start Material shown

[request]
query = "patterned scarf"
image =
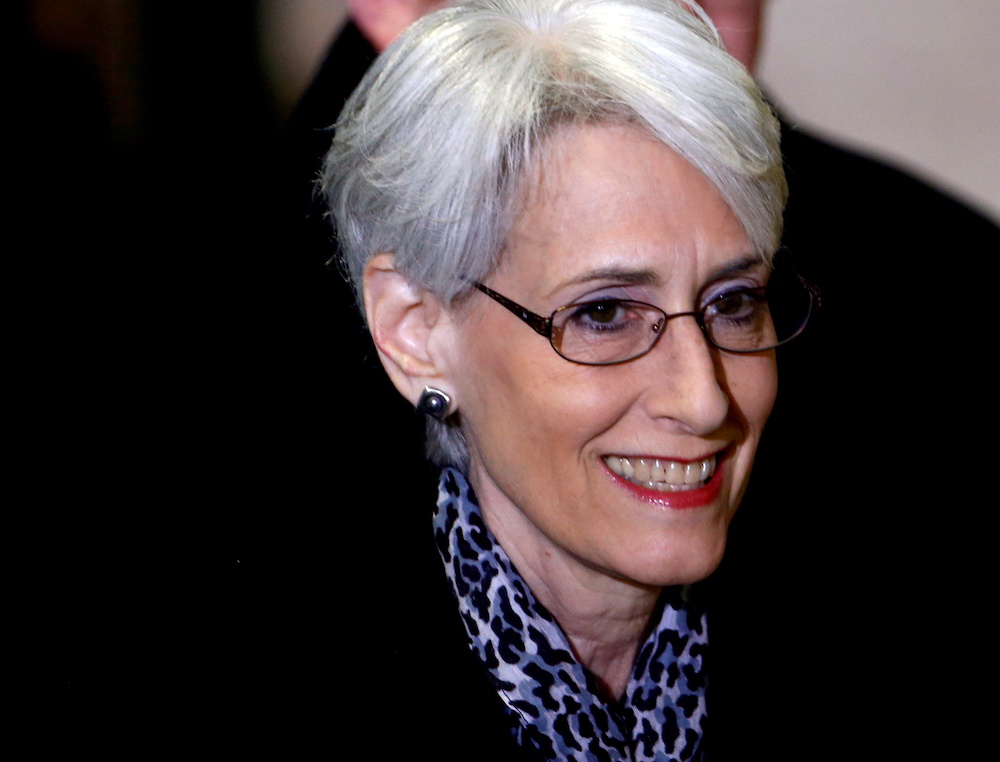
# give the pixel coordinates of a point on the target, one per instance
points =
(552, 699)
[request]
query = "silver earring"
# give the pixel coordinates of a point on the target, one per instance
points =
(434, 402)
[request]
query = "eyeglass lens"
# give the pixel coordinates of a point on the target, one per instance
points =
(744, 320)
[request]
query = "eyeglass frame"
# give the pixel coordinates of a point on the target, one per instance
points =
(544, 326)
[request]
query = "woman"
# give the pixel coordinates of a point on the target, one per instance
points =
(561, 217)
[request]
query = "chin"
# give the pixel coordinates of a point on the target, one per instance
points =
(699, 559)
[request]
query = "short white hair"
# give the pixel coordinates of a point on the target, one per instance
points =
(430, 150)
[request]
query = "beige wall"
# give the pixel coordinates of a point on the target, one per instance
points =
(917, 81)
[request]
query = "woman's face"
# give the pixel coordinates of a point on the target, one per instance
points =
(561, 454)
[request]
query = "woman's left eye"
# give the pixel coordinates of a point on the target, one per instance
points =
(736, 304)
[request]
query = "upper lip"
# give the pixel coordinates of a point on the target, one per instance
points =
(676, 458)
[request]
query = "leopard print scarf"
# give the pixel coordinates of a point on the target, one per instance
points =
(551, 698)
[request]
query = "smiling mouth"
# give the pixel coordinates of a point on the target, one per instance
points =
(663, 475)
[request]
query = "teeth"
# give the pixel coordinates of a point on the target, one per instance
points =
(663, 475)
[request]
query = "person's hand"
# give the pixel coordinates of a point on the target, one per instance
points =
(739, 23)
(381, 21)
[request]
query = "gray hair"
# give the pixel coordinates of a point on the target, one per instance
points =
(430, 150)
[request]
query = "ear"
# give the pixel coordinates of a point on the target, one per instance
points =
(406, 322)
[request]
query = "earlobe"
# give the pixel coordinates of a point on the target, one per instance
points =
(403, 318)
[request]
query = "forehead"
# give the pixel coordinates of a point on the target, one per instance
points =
(611, 197)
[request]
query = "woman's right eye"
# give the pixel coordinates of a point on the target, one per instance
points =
(601, 315)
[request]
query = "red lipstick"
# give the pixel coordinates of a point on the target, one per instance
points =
(691, 498)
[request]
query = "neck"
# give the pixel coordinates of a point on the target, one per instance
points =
(604, 619)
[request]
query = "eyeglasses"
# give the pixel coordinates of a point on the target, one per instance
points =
(612, 331)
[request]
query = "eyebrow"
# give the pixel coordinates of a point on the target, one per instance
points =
(629, 277)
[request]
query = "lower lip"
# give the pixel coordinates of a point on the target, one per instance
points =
(690, 498)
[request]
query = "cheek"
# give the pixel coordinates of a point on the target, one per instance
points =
(753, 386)
(517, 395)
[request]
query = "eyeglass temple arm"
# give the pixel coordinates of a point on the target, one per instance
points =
(541, 325)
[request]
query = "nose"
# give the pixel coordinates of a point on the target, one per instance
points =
(687, 386)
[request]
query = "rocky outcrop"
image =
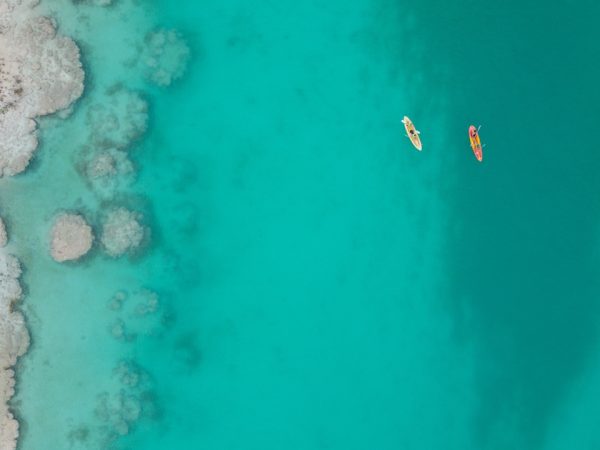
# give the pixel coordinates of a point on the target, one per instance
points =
(122, 232)
(165, 56)
(40, 73)
(3, 235)
(14, 341)
(71, 237)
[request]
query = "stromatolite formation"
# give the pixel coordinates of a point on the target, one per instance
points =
(14, 341)
(165, 56)
(122, 232)
(71, 237)
(40, 73)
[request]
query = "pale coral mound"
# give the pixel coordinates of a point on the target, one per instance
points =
(120, 119)
(40, 73)
(3, 235)
(14, 341)
(122, 232)
(71, 237)
(165, 56)
(107, 171)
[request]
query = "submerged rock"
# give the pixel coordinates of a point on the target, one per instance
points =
(108, 171)
(118, 120)
(40, 73)
(165, 56)
(71, 237)
(122, 232)
(14, 340)
(3, 235)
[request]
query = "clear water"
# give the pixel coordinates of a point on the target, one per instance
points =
(321, 283)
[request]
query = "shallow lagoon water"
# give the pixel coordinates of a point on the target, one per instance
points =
(322, 284)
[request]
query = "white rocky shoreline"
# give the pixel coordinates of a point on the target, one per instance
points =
(40, 73)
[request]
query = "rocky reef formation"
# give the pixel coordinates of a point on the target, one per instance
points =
(122, 232)
(3, 235)
(14, 341)
(119, 120)
(71, 237)
(40, 73)
(165, 56)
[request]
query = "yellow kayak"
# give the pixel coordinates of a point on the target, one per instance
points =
(412, 133)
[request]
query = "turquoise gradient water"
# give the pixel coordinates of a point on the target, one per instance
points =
(322, 284)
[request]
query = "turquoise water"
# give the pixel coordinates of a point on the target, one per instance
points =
(321, 284)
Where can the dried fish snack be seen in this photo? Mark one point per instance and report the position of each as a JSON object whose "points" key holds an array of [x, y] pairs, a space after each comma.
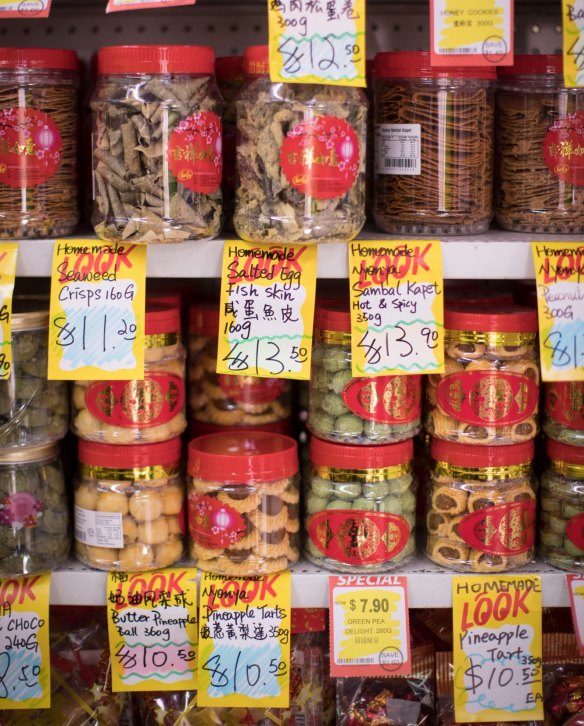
{"points": [[300, 158], [434, 134], [38, 142], [539, 127], [157, 145]]}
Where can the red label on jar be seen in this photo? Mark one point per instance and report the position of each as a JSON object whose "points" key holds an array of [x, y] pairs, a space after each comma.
{"points": [[386, 399], [358, 538], [497, 398], [214, 524], [137, 404], [563, 148], [320, 157], [30, 147], [505, 529], [195, 152], [564, 403]]}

end Material shown

* _Problem to work on_: Each record must be quoted in full and exactly. Do not include the pictures.

* _Completed exercise_:
[request]
query = "patterned scarf"
image =
# give the pixel coordinates of a point on the target, one per instance
points =
(552, 699)
[request]
query = "silver earring"
# give the pixel coordinates of a point on the target, one per instance
points =
(434, 402)
[request]
query = "eyeglass lens"
# give the pixel coordinates of a point on the target, one per instance
points =
(744, 320)
[request]
query = "eyeglass frame"
# give the pixel coordinates of a point on the target, one per instance
points =
(544, 326)
[request]
query = "woman"
# give the pixel coordinates of a point on the target, one per instance
points =
(561, 217)
[request]
query = "chin"
# give the pixel coordinates of a point on the target, one per instance
points =
(699, 559)
[request]
query = "short white hair"
# give the pixel coordinates of a point on the target, one per instance
points =
(430, 150)
[request]
query = "beige wall"
# give the pixel coordinates of a point on the target, one per instance
points =
(917, 81)
[request]
query = "woman's face"
# give the pixel coordinates of a point on the target, one per instance
points =
(561, 454)
[request]
query = "woman's left eye"
# give the pixel coordinates of a point on the target, one per instance
points =
(736, 304)
[request]
query = "upper lip"
# give the pixel coordinates of a point on the target, one per instance
points =
(676, 458)
[request]
query = "leopard print scarf"
# give the pixel coordinates of a point on the target, one per instance
points =
(551, 698)
[request]
query = "smiling mouth"
# give the pixel coordinates of a point on the target, one per instance
points =
(663, 475)
[request]
query = "teeth"
# give the pixel coordinates of a point on the target, one per instance
points =
(663, 475)
[request]
query = "person's hand"
# give the pixel coordinates of a point on the target, one per instance
points =
(739, 23)
(381, 21)
[request]
query = "gray hair"
# give the pixel coordinates of a point on the target, one per instance
points =
(430, 150)
[request]
query = "ear"
# give the pixel coordinates of a point on the target, one per instance
points =
(406, 322)
[request]
query = "earlobe"
# give the pixel coordinates of a point on the target, one per instance
points =
(403, 318)
[request]
query = "forehead"
# give the pixel coordinates of a point on the target, one per instance
points =
(611, 197)
[request]
query = "woman's right eye"
# give the pixel coordinates of a point on the target, one per instance
points =
(601, 315)
[request]
query = "red lipstick"
# give the pixel coordinates of a point on the target, one per instance
points =
(691, 498)
[request]
query = "neck"
# give the pixel coordinates of a point on the target, one per instance
points =
(604, 619)
[request]
query = "eyeglasses"
# give the pixel coordinates of a point on the target, one per instance
points =
(612, 331)
[request]
query = "eyebrow"
# give the pixel coordinates of a point on the target, one per instance
points =
(629, 277)
[request]
query = "lower lip"
# give the pixel coordinates of a point on the target, one per instance
points =
(690, 498)
[request]
query = "cheek"
# give the pixel coordinates of a point on the target, one per instance
points =
(753, 386)
(517, 395)
[request]
query = "eyeglass temple arm"
# give the pixel coordinates of a point on the target, one per instance
points =
(541, 325)
[request]
query = "nose"
# give the pixel coordinates of a point on the target, one per instance
points =
(687, 386)
[request]
query = "rocky outcrop"
image =
# give the pixel coordinates of a point on the target, one per instance
points =
(122, 232)
(165, 56)
(40, 73)
(3, 235)
(14, 341)
(71, 237)
[request]
query = "stromatolite formation"
# give the pixel coordinates of a point on the target, one per instance
points =
(14, 341)
(165, 56)
(122, 232)
(71, 237)
(40, 73)
[request]
query = "pale coral mound"
# give the pixel coordinates of a point on the target, one per instance
points =
(120, 119)
(40, 73)
(3, 235)
(14, 341)
(122, 232)
(71, 237)
(165, 56)
(107, 171)
[request]
query = "submerged rock"
# give the pixel coordinates of a point on the target, one per instance
points =
(108, 171)
(118, 120)
(40, 73)
(165, 56)
(71, 237)
(122, 232)
(14, 340)
(3, 235)
[request]
query = "clear water"
# give the pixel coordinates of a point on the target, one per instance
points =
(321, 283)
[request]
query = "shallow lagoon water"
# give the pixel coordinates of a point on the target, one per instance
points =
(322, 284)
[request]
query = "white rocky shoreline"
# give the pixel coordinates of a point on the target, one per instance
points =
(40, 73)
[request]
query = "rocky reef formation"
# give the pixel coordinates of a point on the target, one per instance
points =
(122, 232)
(3, 235)
(14, 341)
(119, 120)
(71, 237)
(40, 73)
(165, 56)
[request]
query = "yellow kayak"
# give the pixel coordinates of a point on the target, one per instance
points =
(412, 133)
[request]
query = "turquoise gradient water"
# give the pixel coordinates of a point on the target, one per instance
points =
(322, 284)
[request]
query = "turquoise water"
# give the pixel coordinates of a point on the target, one per instance
points =
(321, 284)
Where can the dried fish snack be seen in this photo? Mark one point per instance and report the position of each as a JSON object whose "points" key holds an array of [x, y] pairs, a space after each comma.
{"points": [[300, 158], [434, 134], [38, 142], [539, 127], [157, 145]]}
Where can the red label on jar be seen in this photo? Mark one point per instance and report the position of each as a JSON object whose "points" key holds an array of [x, y] pairs, a space after each comma.
{"points": [[386, 399], [358, 538], [497, 398], [214, 524], [137, 404], [563, 148], [320, 157], [30, 147], [505, 529], [195, 152], [564, 403]]}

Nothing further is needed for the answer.